Task requirements
#1 Repeat the stretch from "So basically like" through "sleep at night?" in the investing talk transcript word for word.
#2 In the investing talk transcript, who was Luke's employer when he had a workplace pension?

So basically like this is, how do I start out as a long-term investor? That’s his question.
[01:09:30] Kryz: Good question. It’s the perennial question we always go back to. first of all, thanks Hugh for joining us. It’s a jolly crew. the first thing that jumps out at me, and there’s so many things we need to cover, but the first fundamental point is it seems to me you wanna just open. You wanna sleep at night?
It’s the sleep well at night. quality, especially when you’re a beginner. ’cause it can get, and it will get scary. I would say psychologically, allocate some amount of money into a port investing portfolio that should, that go to zero. Theoretically, you wouldn’t like it, you wouldn’t be happy, but you’re not gonna be out on the street, Hugh. It’s a psychological, it’s, like the first steps where you wanna, you, the trades you make, like in poker, good poker players, the aggressive ones, the ones that you’re up against a real player. They are willing to risk their whole stack when it becomes necessary because they know they’re not, playing from anxiety.
They’re not, gonna be bullied. And I think that’s a kind of, important first step. Don’t bet at all. Go slow. How much are you willing to risk? And you’d be okay with losing and start there.
[01:11:08] Luke: Yeah, and you’re leaning there on two of our 10 laws of the jungle. know your investment comfort zone and protect your essentials. And you’re right, if you are. I think Hugh’s question is actually, it’s got an interesting nuance because if I read between the lines on Hugh’s question, he’s actually investing his pension.
like in the UK you might have say a workplace pension. I used to have one with my employer, HSBC, and they manage it on my behalf and I had some really limited choices as to what I could put that in. And then when I left the bank, when I quit, I was able to withdraw that, put it into what, in the uk, A sip, self invested personal pension.
And I just managed it like another brokerage accounts. It’s like one of many accounts I now manage and I have individual stocks in it. So I think probably Hugh is, I would guess doing something somewhat similar. And if you are a newer investor, like newer to picking stocks, you probably don’t wanna. dive in with, if it’s like your pension, that’s like a, that’s probably important money and it’s a lot of money.

Entries provided
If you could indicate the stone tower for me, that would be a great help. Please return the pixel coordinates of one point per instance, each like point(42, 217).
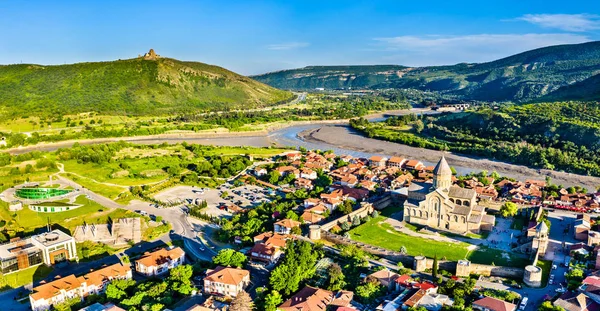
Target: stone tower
point(540, 241)
point(442, 175)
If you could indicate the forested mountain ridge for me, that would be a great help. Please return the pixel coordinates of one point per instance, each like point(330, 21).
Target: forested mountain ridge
point(128, 87)
point(523, 77)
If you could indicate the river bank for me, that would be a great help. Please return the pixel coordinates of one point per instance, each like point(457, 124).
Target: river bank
point(344, 137)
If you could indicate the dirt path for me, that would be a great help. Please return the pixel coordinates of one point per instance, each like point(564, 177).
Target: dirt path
point(342, 136)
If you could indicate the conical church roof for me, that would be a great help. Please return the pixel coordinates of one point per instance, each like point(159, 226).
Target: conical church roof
point(442, 168)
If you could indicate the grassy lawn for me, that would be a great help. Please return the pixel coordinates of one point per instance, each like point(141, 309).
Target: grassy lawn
point(379, 233)
point(546, 266)
point(152, 233)
point(88, 250)
point(23, 277)
point(110, 192)
point(90, 212)
point(384, 235)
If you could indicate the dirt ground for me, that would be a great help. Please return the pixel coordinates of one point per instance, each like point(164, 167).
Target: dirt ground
point(342, 136)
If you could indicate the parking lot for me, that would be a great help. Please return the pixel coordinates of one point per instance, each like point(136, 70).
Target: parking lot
point(246, 196)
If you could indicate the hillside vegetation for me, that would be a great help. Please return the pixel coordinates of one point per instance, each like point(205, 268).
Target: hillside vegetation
point(128, 87)
point(527, 76)
point(562, 135)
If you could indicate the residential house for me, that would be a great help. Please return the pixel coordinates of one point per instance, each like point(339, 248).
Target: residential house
point(309, 299)
point(311, 218)
point(303, 183)
point(493, 304)
point(226, 281)
point(268, 247)
point(109, 306)
point(349, 180)
point(414, 165)
point(260, 171)
point(576, 301)
point(396, 162)
point(160, 261)
point(581, 228)
point(386, 278)
point(46, 248)
point(307, 173)
point(285, 226)
point(377, 161)
point(44, 296)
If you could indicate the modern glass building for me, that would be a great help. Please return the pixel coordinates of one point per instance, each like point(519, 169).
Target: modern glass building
point(40, 193)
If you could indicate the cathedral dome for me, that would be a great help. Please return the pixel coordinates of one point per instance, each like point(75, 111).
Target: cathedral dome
point(442, 168)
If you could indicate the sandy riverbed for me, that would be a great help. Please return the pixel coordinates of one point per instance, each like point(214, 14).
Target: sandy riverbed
point(342, 136)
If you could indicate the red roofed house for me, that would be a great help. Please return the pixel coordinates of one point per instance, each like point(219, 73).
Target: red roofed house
point(226, 281)
point(308, 299)
point(377, 161)
point(414, 165)
point(285, 226)
point(396, 162)
point(493, 304)
point(160, 261)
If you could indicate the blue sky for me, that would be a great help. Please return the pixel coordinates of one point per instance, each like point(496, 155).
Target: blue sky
point(253, 37)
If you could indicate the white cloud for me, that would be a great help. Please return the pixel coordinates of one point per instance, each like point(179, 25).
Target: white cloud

Results in order
#1
So basically like this is, how do I start out as a long-term investor? That’s his question.
[01:09:30] Kryz: Good question. It’s the perennial question we always go back to. first of all, thanks Hugh for joining us. It’s a jolly crew. the first thing that jumps out at me, and there’s so many things we need to cover, but the first fundamental point is it seems to me you wanna just open. You wanna sleep at night?

#2 HSBC